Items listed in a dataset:
— Start —

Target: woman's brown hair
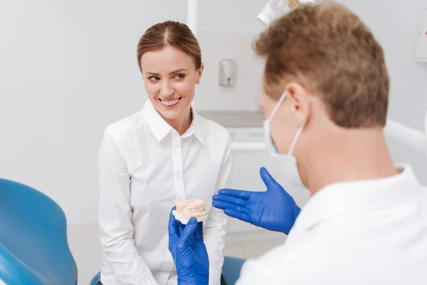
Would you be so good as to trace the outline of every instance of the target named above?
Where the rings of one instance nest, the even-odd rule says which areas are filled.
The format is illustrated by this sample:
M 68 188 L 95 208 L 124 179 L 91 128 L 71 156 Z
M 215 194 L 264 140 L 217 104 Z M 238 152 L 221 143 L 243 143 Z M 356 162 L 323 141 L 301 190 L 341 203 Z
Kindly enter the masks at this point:
M 137 48 L 139 70 L 141 58 L 147 51 L 173 46 L 194 58 L 196 69 L 201 67 L 201 50 L 199 41 L 185 24 L 167 21 L 151 26 L 144 33 Z

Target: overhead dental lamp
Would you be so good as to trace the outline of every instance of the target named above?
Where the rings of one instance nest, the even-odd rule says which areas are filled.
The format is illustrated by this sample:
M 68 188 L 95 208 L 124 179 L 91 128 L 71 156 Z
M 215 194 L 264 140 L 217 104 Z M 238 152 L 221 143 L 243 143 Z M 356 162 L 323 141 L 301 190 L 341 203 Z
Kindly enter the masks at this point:
M 298 6 L 307 3 L 320 3 L 322 0 L 270 0 L 264 6 L 264 9 L 257 18 L 265 26 L 276 18 L 297 8 Z
M 293 10 L 301 4 L 307 3 L 324 2 L 325 0 L 270 0 L 258 14 L 257 18 L 266 26 L 270 26 L 275 19 Z M 407 127 L 391 120 L 387 120 L 387 124 L 384 128 L 384 133 L 389 138 L 396 140 L 421 152 L 427 153 L 427 106 L 426 107 L 425 115 L 426 133 Z M 252 145 L 255 150 L 262 149 L 261 145 Z M 249 147 L 248 144 L 236 145 L 236 148 Z

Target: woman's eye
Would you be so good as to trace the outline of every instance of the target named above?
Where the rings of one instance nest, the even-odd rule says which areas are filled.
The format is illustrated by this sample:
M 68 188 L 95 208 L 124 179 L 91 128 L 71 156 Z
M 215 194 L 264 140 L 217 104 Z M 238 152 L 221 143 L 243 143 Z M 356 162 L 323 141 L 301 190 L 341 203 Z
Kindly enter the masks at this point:
M 150 81 L 157 81 L 160 78 L 159 78 L 157 76 L 151 76 L 148 78 L 148 80 Z

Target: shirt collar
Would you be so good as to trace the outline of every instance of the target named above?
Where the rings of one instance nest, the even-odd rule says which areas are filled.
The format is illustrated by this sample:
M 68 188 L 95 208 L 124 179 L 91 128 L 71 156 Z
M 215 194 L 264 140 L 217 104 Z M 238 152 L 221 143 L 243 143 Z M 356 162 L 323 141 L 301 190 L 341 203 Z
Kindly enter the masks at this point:
M 299 231 L 308 229 L 327 216 L 392 207 L 416 199 L 422 187 L 412 167 L 402 165 L 398 168 L 400 173 L 389 177 L 325 187 L 303 207 L 295 227 Z
M 191 105 L 191 112 L 193 113 L 191 125 L 185 133 L 182 135 L 181 138 L 188 138 L 191 135 L 194 135 L 200 142 L 204 143 L 203 128 L 201 125 L 202 118 L 196 113 L 193 105 Z M 142 116 L 150 130 L 159 142 L 163 140 L 172 130 L 172 127 L 157 113 L 149 100 L 145 102 L 145 105 L 142 109 Z

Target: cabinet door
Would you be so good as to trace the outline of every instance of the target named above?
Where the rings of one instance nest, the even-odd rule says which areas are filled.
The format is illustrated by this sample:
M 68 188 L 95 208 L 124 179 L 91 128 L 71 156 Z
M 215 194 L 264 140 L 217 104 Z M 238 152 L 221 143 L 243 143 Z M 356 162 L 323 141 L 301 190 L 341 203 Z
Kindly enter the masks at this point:
M 263 130 L 236 129 L 234 141 L 244 142 L 260 142 L 263 141 Z M 260 177 L 260 168 L 266 167 L 273 172 L 270 157 L 265 152 L 235 152 L 233 153 L 233 169 L 231 174 L 231 188 L 247 191 L 265 191 L 266 187 Z M 245 232 L 259 231 L 263 229 L 251 224 L 230 218 L 228 232 Z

— End —

→ Exercise goal
Copy the lines word for word, starting at the very first one and stopping after the line that contains "M 293 10 L 301". Leave the pictures out of your copy.

→ Answer to this task
Target: woman's brown hair
Would you be so good as to trace the outline of every instance of the target named above?
Where the rings of one instance nest, the even-odd rule says which areas are filled.
The format is illustrated by this sample:
M 68 188 L 95 208 L 124 179 L 91 128 L 71 156 Z
M 215 194 L 264 140 L 217 104 Z M 238 152 L 221 143 L 243 143 Z M 356 162 L 323 141 L 301 190 L 341 203 Z
Kindly enter the masks at this point:
M 137 48 L 139 70 L 141 58 L 147 51 L 173 46 L 194 58 L 196 69 L 201 67 L 201 50 L 199 41 L 185 24 L 167 21 L 151 26 L 144 33 Z

Target: overhead dental lamp
Would you be so good as to trace the outline of every instance of the target named above?
Where the rings of one instance nest, the even-odd rule says which areas are filled.
The format is illustrated by this sample:
M 68 188 L 95 208 L 124 179 L 91 128 L 71 156 Z
M 215 194 L 264 140 L 217 104 Z M 238 152 L 221 143 L 243 143 Z M 356 162 L 323 141 L 301 190 L 341 203 Z
Kindly enter the masks at this point:
M 298 6 L 307 3 L 320 3 L 322 0 L 270 0 L 264 6 L 264 9 L 257 18 L 265 26 L 276 18 L 297 8 Z
M 293 10 L 301 4 L 307 3 L 324 2 L 325 0 L 270 0 L 258 14 L 257 18 L 266 26 L 270 26 L 275 19 Z M 407 127 L 391 120 L 387 120 L 387 124 L 384 128 L 384 133 L 389 138 L 396 140 L 421 152 L 427 153 L 427 106 L 426 107 L 425 115 L 426 133 Z M 252 145 L 255 150 L 262 149 L 261 145 Z M 249 147 L 248 144 L 236 145 L 236 148 Z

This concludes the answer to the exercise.